__Your objective__. From the entries below, work out how many lines contain the string "point"; answer with the number alone.

__Provided material__.
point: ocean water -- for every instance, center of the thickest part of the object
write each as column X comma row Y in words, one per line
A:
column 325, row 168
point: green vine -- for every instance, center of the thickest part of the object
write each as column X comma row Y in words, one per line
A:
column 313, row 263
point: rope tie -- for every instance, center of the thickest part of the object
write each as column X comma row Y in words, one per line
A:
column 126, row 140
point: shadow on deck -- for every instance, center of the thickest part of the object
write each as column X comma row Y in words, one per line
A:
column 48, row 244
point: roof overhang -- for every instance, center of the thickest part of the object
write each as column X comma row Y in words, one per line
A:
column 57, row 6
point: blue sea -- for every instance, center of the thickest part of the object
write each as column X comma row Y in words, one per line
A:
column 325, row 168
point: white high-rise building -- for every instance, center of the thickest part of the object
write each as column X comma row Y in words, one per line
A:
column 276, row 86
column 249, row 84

__Completed exercise__. 7